**MATERIAL FOR THE TASK**
+ + + + +

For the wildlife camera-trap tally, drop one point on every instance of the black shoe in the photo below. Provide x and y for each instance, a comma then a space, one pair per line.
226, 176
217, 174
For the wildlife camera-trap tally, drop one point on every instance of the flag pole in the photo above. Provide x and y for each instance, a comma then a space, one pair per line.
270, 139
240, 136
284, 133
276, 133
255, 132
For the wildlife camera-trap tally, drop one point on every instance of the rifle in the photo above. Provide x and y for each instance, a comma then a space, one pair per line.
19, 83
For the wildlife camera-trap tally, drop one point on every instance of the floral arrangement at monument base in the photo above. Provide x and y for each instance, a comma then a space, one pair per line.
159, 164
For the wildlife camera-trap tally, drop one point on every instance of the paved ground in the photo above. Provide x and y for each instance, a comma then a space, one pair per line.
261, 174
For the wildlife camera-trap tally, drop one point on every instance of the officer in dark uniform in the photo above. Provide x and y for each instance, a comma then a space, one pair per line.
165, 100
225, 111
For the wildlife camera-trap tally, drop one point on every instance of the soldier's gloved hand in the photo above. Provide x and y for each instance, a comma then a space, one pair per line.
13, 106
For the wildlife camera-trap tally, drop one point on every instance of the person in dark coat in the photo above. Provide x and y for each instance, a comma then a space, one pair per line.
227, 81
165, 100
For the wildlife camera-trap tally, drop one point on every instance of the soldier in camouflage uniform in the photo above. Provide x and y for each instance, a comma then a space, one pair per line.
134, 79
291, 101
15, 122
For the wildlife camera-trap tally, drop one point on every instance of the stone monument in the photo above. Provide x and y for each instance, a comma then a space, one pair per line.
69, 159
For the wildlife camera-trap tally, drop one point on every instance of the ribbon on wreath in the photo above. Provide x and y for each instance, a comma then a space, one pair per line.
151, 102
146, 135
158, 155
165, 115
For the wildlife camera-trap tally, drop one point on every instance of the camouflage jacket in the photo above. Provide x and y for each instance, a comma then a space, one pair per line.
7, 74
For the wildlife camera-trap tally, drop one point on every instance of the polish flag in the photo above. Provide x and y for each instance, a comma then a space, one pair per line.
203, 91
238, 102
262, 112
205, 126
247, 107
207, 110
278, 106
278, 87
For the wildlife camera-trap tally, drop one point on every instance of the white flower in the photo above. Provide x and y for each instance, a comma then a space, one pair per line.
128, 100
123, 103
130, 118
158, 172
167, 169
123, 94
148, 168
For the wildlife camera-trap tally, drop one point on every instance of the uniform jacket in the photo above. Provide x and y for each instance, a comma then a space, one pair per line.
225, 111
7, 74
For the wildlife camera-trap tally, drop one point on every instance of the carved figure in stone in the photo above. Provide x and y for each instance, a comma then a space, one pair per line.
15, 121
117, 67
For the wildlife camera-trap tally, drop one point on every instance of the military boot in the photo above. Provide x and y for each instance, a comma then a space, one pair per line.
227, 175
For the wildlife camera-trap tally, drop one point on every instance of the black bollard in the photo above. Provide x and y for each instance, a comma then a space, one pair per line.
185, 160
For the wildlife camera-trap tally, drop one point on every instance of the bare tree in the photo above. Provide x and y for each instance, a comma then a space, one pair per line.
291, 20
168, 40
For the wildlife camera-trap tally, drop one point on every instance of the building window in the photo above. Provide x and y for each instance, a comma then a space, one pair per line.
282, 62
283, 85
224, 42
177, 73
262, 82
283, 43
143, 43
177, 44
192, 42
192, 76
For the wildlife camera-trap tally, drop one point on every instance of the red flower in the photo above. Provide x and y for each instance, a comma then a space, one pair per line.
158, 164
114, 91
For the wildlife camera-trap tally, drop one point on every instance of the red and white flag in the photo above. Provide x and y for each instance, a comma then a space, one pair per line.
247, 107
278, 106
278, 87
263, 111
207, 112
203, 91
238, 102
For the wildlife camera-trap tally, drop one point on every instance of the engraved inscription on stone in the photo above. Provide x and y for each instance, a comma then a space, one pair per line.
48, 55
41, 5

+ + + + +

**TASK DESCRIPTION**
Extract the complete listing above, reproducing each line exactly.

**WRITTEN REPLY**
For the wildlife camera-trap tally, drop one point on every instance of the black shoe in the photo below. Provide x and y for each instance, a comma then a space, one pair per line.
226, 176
217, 174
For the wildlife camera-trap tally, drop one point on every instance of the flag pole in the photo above. Provide x and y for each instance, a comma then a space, one pair per line.
270, 139
240, 136
284, 133
276, 133
255, 132
For the wildlife camera-trap tally, drop one point on every instance of the rifle in the photo above. Provide x and y for each instance, a comma then a space, one pair per line.
19, 83
For the wildlife camera-trap tally, drop one point on every instance of the floral arrangement at monument base in the photo above. Provide x and y for each instance, a comma then a space, one pair per line.
159, 164
For the wildlife camera-trap tally, drop one point on every instance of the paved ground in the photo above. Provide x and y for each instance, a comma then a space, one pair per line.
261, 174
For the wildlife camera-trap tally, drop one point on every instance of the officer in dark uniform in the photo above. Provide x and y for each instance, a comma then a space, one pair per line.
165, 100
225, 111
For the wildlife camera-trap tally, drop one point on every instance of the soldier's gloved hand in the photo above. Provide x and y for each instance, a comma then a space, one pair per line.
13, 106
For the wildlife camera-trap tally, drop one point on every instance of the person in dark coat in the photo above. Provide x and y for each instance, a comma then a space, one pair per line.
227, 81
165, 100
For the wildlife camera-trap tally, drop one point on every instance of the soldier in camouflage uniform in the photo above. Provide x and y for each instance, a comma then a space, one pair per line.
134, 79
291, 101
15, 122
For the wildlife camera-trap tally, drop one point on every instance of the stone monument in the photo above. Provide x and y for each instance, a comma then a space, one pair per line.
69, 159
For the wildlife camera-trap tally, drop one point on every instance of the ribbon on wreath in the photo above. Provide x and y for each instance, a comma then a space, one pair per line.
151, 102
146, 135
158, 155
165, 115
For the wildlife camera-trap tally, drop one point on every instance of the camouflage jacket in the photo above. Provide x and y for each instance, a comma then a space, one pair per line.
7, 74
For the wildlife camera-trap tally, drop one point on every instance of the polish flag in the photo above. Provide x and y for each instance, a comma then a space, one pair per line.
203, 91
238, 102
262, 112
205, 126
247, 107
207, 110
278, 106
278, 87
For the wildlife camera-trap tally, drop one point on every instance of the white flower in the photo above. Provide x and y for each instance, a comma then a space, one pair per line.
128, 100
123, 103
130, 118
158, 172
167, 169
123, 94
148, 168
For the wildlife camera-trap tally, drop one point on every instance of the uniform jacket in the photo above. Provide x and y for each instance, a comma then a space, one pair per line.
225, 111
7, 74
For the wildlife camera-trap tally, drop one point on every instance of the carved figure in stone in the photo above. Provide x and y for each instance, a comma then a space, one pair per line.
15, 121
117, 67
For the wildlife camera-trap tally, drop one point on every instance of the military boot in the photo above. Provide x and y for each instance, a comma then a space, one pair per line.
227, 175
For the wildlife camera-trap tally, drop one point on every instance of the black bollard in the photo above. Provide x and y for each instance, a comma then a space, one pair per line.
185, 160
For the wildlife camera-trap tally, drop one point on every instance of the bare tree in the photo above. Provide x and y for each instance, a comma then a space, one pair per line.
291, 20
168, 40
For the wildlife camera-trap tally, drop one point on every instance of the building window in the photo above. Provide x and y for each instance, a comma then a space, one pair per line.
282, 62
283, 85
224, 42
177, 73
262, 82
283, 43
143, 43
177, 44
192, 42
192, 76
For the wildlife camera-trap tally, drop one point on every instance of the red flower in the photo above. Provide x and y for each instance, a comma then a space, one pair per line.
158, 164
114, 91
For the wildlife camera-trap tally, drop one point on every instance of the red and white flag in the photo above. Provide x and y for each instance, a comma then a space, one pair per line.
247, 107
278, 106
278, 87
263, 111
207, 112
203, 91
238, 102
For the wildlife camera-trap tally, drop one point on every instance of the engraved inscription on stone in the photo above. Provide x and y for each instance, a comma then a space, one pair per line.
48, 55
41, 5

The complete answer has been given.